---------- DATA RECORDS ----------

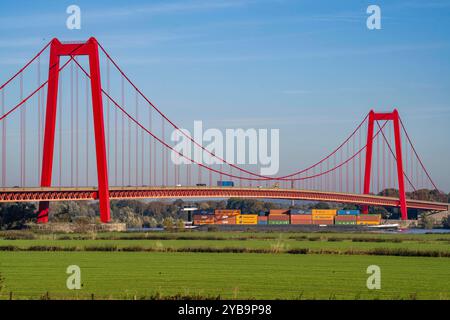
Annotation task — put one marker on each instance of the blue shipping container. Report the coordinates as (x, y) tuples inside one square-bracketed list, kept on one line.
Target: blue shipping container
[(348, 212), (204, 212), (300, 211), (225, 183)]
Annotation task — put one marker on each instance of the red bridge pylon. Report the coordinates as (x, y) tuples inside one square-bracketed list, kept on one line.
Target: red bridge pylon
[(90, 49), (394, 117)]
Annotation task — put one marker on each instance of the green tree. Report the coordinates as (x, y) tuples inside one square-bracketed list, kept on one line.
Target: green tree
[(16, 215), (426, 221), (446, 222)]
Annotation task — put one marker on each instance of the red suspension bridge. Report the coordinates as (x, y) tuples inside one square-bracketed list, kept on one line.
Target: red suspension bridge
[(101, 138)]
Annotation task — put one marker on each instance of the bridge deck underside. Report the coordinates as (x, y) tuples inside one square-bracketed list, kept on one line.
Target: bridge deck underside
[(62, 194)]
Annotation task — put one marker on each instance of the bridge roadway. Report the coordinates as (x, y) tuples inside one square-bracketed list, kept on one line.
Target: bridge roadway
[(91, 193)]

----------

**WORK TO COMPLETE:**
Beginning at the line that holds "the red bridge", reproduce the lines exactly up to and including the final line of the entries.

**YOUR RESPONSE:**
Annotation task — put one marker on each instance of the red bridge pylon. Report the coordinates as (x, y) tuples inside one square-bracketed list, kept on one line.
Target: red bridge pylon
[(90, 49), (394, 117)]
Annotation task — put one marker on each instance of the green tree. Report the coordinates as (x, y) tuples inside one square-bracketed list, kept on one line.
Target: green tree
[(16, 215), (426, 221), (446, 222)]
Annotation task — put one marker on each instance of the red suspension bridge. Report the coordinates as (x, y) tuples inside one square-bracketed list, kept on one line.
Target: red suspension bridge
[(101, 138)]
Annotation task — put one marker on each instance of the bridge deck underside. Report the coordinates as (x, y) tuples inside one square-bracketed list, kept on one line.
Target: bridge deck underside
[(62, 194)]
Annotation task — put one marker on each instance of the bridge roadway. Report the coordinates as (x, y) tuples inside one square-bracketed list, kept on one line.
Target: bridge roadway
[(91, 193)]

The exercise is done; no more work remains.